### Selected extract
- - - - -

Zaros Lake, Crete. Credit: Roberto Strauss/Wikimedia Commons/CC BY-SA 2.0

The beautiful village of Zaros on the Greek island of Crete, sits at the foot of Psiloritis Mountain at an altitude of about 400 meters (1,312 feet) alongside a picturesque artificial lake fed by a spring called Votomos.

The village had become fairly well-known as a tourist attraction since 1987, but became world famous because of the exceptional qualities of its natural mineral water bubbling up from the Votomi spring.

Located 45 kilometers (28 miles) from Heraklion, Zaros belongs to the municipality of Phaistos and has 2,150 residents. It became popular by word of mouth after its wetlands were turned into an artificial lake in 1987, and its beautiful natural surroundings added to its appeal.

Psiloritis Mountain in Crete. Credit:User:Nikater /Wikimedia Commons/CC BY-SA 3.0

Today, there is one more reason for visitors to flock to Zaros, since the village has become world famous for its water, with people visiting to see its extraordinary spring.

Zaros water is now exported to more than 20 countries, from Canada to China and from South Africa to Israel and the United Arab Emirates.

- - - - -

### Directions
1/ Please decide whether each statement agrees with the article on Zaros, answering yes or no and quoting the words that settle it: (a) Zaros has 2,150 residents. (b) Zaros lies 45 kilometers from Phaistos. (c) The artificial lake was created in 1987.
2/ Answer these questions from the article on Zaros:
(a) At what altitude does the village sit?
(b) Which municipality does Zaros belong to?
(c) To how many countries is Zaros water exported?

(Collection entries)
- - - - -

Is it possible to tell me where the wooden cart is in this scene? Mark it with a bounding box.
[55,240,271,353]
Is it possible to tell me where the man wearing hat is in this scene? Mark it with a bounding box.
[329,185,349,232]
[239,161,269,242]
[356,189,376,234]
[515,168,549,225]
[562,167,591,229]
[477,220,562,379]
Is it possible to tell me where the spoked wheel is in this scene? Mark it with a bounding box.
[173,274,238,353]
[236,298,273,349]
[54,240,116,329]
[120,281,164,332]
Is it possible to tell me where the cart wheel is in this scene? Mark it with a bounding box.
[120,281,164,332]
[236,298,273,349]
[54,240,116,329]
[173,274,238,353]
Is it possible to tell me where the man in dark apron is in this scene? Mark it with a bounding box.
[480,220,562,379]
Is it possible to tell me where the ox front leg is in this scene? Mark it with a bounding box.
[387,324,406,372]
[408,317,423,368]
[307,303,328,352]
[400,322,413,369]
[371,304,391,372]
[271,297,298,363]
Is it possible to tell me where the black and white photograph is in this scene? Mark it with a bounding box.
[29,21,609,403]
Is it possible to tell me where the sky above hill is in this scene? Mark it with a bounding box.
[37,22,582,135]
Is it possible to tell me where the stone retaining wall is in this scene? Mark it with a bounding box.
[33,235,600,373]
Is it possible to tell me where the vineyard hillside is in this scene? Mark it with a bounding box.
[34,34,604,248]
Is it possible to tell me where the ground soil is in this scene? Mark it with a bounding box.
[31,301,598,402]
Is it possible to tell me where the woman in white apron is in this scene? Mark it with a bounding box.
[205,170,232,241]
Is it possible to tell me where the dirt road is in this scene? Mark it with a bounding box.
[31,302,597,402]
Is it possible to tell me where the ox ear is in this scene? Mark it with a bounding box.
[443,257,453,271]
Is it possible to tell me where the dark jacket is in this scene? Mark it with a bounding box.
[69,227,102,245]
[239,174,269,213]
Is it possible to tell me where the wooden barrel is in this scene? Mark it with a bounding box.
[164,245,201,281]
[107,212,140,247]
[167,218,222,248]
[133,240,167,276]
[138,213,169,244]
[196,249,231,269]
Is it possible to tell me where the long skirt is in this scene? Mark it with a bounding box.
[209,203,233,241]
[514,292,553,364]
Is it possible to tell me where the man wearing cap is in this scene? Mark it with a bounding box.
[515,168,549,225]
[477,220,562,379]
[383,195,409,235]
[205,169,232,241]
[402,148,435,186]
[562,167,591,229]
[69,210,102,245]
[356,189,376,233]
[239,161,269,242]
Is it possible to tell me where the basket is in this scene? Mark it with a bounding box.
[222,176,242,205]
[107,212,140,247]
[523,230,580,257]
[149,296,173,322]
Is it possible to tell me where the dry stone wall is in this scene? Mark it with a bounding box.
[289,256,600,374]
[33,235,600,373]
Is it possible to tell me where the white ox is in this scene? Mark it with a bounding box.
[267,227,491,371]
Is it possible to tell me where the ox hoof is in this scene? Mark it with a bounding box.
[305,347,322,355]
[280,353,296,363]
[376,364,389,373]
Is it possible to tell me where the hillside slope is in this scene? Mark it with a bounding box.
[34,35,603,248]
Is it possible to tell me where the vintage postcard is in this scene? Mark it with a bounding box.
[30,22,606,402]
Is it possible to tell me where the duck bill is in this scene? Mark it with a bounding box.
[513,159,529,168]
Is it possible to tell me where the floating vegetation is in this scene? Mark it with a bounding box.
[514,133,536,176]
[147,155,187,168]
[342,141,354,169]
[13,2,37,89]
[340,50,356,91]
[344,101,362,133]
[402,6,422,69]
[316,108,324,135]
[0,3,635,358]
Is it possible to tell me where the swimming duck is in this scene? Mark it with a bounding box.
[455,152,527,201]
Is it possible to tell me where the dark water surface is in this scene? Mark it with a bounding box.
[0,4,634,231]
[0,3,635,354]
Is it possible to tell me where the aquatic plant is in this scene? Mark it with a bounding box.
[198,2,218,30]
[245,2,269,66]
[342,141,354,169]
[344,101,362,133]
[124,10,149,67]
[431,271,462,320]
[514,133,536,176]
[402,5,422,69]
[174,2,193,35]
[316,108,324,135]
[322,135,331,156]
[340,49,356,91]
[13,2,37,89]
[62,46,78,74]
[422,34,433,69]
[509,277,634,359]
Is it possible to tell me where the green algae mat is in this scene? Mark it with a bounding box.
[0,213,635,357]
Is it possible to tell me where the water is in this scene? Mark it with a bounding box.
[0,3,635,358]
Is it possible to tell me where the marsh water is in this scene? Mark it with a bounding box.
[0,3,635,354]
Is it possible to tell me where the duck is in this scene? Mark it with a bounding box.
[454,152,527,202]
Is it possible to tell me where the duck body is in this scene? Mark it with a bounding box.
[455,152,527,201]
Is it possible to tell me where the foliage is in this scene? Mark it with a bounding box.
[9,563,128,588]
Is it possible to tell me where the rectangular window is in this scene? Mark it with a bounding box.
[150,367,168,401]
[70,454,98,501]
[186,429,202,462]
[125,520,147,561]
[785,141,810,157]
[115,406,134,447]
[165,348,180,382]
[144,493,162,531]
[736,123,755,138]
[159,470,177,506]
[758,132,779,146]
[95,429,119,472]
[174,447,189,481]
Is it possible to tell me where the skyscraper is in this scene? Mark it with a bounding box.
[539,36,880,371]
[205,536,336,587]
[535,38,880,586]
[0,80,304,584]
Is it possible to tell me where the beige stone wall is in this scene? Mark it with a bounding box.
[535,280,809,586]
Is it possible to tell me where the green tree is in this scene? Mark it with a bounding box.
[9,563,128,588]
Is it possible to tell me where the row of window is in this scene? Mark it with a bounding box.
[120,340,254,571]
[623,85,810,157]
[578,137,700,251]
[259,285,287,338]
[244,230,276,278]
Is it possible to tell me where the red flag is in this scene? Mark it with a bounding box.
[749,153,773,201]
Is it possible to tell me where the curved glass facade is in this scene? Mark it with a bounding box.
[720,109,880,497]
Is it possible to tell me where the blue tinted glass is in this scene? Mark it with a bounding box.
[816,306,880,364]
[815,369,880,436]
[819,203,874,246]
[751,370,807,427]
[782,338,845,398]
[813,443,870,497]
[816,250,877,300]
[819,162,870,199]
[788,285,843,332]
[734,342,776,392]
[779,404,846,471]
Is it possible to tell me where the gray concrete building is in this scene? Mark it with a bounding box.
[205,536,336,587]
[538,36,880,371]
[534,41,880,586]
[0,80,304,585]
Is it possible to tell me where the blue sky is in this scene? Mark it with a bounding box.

- - - - -

### Answer section
1/
(a) Yes: "has 2,150 residents"
(b) No: "Located 45 kilometers (28 miles) from Heraklion"
(c) Yes: "its wetlands were turned into an artificial lake in 1987"

2/
(a) About 400 meters (1,312 feet)
(b) Phaistos
(c) More than 20